## PROMPT
Gather every line of the records that contains the word "hand", copying each one without changes.

[Bounding-box records]
|---|
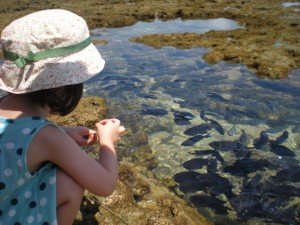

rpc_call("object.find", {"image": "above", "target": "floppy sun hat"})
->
[0,9,105,94]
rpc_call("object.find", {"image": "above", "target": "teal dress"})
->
[0,116,57,225]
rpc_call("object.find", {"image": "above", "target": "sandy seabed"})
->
[0,0,300,225]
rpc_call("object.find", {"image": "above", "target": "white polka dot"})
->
[22,127,31,134]
[24,191,32,198]
[38,214,43,222]
[8,209,16,217]
[17,178,25,186]
[5,142,15,149]
[4,169,12,177]
[40,197,47,206]
[49,177,56,184]
[17,159,23,167]
[3,195,10,201]
[25,172,31,178]
[27,216,34,223]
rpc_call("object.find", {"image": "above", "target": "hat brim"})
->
[0,43,105,94]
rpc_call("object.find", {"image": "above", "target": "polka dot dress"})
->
[0,116,57,225]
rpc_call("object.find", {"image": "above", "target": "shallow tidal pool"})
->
[85,19,300,224]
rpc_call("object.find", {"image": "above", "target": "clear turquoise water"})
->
[86,19,300,224]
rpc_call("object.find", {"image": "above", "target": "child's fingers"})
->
[119,126,126,134]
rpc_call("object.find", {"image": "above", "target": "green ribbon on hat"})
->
[3,37,91,68]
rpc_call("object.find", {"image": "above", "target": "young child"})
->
[0,9,125,225]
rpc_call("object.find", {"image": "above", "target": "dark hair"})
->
[27,83,83,116]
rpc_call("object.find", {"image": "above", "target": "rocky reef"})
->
[50,96,211,225]
[0,0,300,79]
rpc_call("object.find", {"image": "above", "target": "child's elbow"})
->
[95,181,117,197]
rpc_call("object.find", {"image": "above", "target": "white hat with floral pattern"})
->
[0,9,105,94]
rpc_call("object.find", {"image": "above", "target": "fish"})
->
[173,110,195,125]
[223,158,267,176]
[272,166,300,182]
[141,108,168,116]
[190,195,228,214]
[209,141,247,151]
[263,184,300,198]
[239,129,249,144]
[273,130,289,145]
[173,170,202,183]
[253,131,269,149]
[181,133,211,146]
[227,125,236,136]
[207,158,218,173]
[206,92,229,102]
[208,119,225,135]
[182,158,210,170]
[229,191,264,220]
[200,110,208,122]
[189,150,215,156]
[184,123,211,136]
[138,93,158,99]
[242,174,263,192]
[177,171,234,197]
[270,141,296,157]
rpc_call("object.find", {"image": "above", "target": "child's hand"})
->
[96,119,125,144]
[63,127,98,146]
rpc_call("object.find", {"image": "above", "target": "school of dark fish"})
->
[173,109,300,224]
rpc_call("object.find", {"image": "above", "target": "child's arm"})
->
[62,126,99,146]
[27,119,125,196]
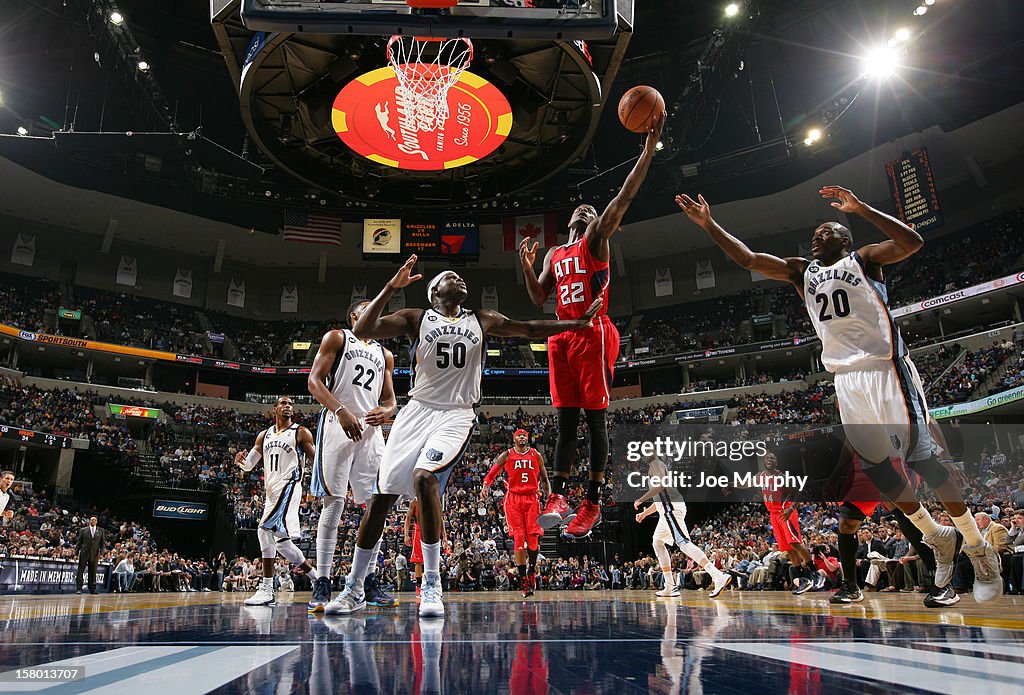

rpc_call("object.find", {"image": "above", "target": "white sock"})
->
[367,538,384,575]
[906,505,937,536]
[950,510,985,548]
[348,546,374,594]
[420,540,441,575]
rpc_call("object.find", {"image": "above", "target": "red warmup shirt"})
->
[551,238,608,321]
[483,447,541,494]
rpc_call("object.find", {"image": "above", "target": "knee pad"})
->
[907,457,949,490]
[256,528,278,558]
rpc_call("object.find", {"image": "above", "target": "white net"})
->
[387,36,473,131]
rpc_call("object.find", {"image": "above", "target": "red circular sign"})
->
[332,68,512,171]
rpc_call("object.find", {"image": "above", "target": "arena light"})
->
[861,48,899,80]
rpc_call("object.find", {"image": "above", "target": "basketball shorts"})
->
[548,316,618,410]
[259,480,302,538]
[836,358,939,465]
[309,409,384,505]
[505,492,544,551]
[653,507,690,550]
[769,512,803,553]
[409,524,423,565]
[375,400,476,498]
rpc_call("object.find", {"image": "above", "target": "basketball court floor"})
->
[0,592,1024,695]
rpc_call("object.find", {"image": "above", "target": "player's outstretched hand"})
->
[388,254,423,290]
[364,405,394,427]
[519,238,541,268]
[579,297,604,329]
[818,186,864,213]
[335,408,362,441]
[644,111,669,153]
[676,193,711,227]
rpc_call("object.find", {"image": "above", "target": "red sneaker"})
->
[564,499,601,538]
[537,494,569,530]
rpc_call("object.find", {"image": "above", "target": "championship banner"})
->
[387,288,406,313]
[654,268,675,297]
[227,277,246,307]
[116,256,138,288]
[0,556,112,594]
[480,286,498,311]
[362,219,401,254]
[281,285,299,313]
[10,234,36,266]
[153,499,210,521]
[886,147,943,232]
[171,268,191,299]
[891,272,1024,318]
[696,258,715,290]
|---|
## EXPECTED ANSWER
rpc_call("object.find", {"image": "above", "target": "child's hand"})
rpc_call("object.find", {"image": "above", "target": "player's outstretched hand"})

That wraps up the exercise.